Complete the following »
(A) In the benzene text, rewrite the paragraph beginning "2015 marks the 150th anniversaries" as a short bulleted list that keeps its main facts.
(B) Answer these questions from the benzene text, one line each:
(i) Who first reported benzene, and in what year?
(ii) Which industrial products are named as using benzene as a structural unit?
(iii) What feature defines hexaarylbenzenes?

Selected text »
□ □ □ □ □ □ □

2015 marks the 150th anniversaries of seminal discovery by Kekulé that benzene nucleus are cyclic.  This year is also 190th since the first report of benzene by Faraday in 1825. Benzene represents the concepts of aromaticity and delocalization that have been of paramount significance in a variety of fields in chemistry. In addition, due to the high stability as well as the unique properties, benzene has been widely utilized as a structural unit in industrial products such as dyes, plastics, electronics materials, and even pharmaceuticals. The various natures induced from benzene highly depend on the substituents. In other words, if their synthesis can be done at will, we would control the chemical and physical behaviour of benzene derivatives. Among them, hexaarylbenzenes which features six different aryl groups over the C6 skeleton of benzene have been recognized as highly challenging synthetic targets because of the limitation in constructing such starburst motifs. Hence, a truly general mean is prerequisite for that.

□ □ □ □ □ □ □

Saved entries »
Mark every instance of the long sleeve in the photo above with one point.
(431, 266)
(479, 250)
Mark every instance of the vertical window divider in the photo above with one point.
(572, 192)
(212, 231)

□ □ □ □ □ □ □

Solutions per task »
(A)
- 2015 is the 150th anniversary of Kekulé's discovery that the benzene nucleus is cyclic, and the 190th since Faraday first reported benzene in 1825.
- Benzene represents aromaticity and delocalization, concepts of great importance across chemistry.
- Because of its high stability and unique properties, benzene is a structural unit in dyes, plastics, electronics materials and pharmaceuticals.
- Benzene's properties depend heavily on its substituents, so synthesizing them at will would allow control over the chemical and physical behavior of benzene derivatives.
- Hexaarylbenzenes, with six different aryl groups on the C6 skeleton, are very challenging synthetic targets because such starburst motifs are hard to build, so a truly general method is needed.

(B)
(i) Faraday, in 1825.
(ii) Dyes, plastics, electronics materials and pharmaceuticals.
(iii) Six different aryl groups over the C6 skeleton of benzene.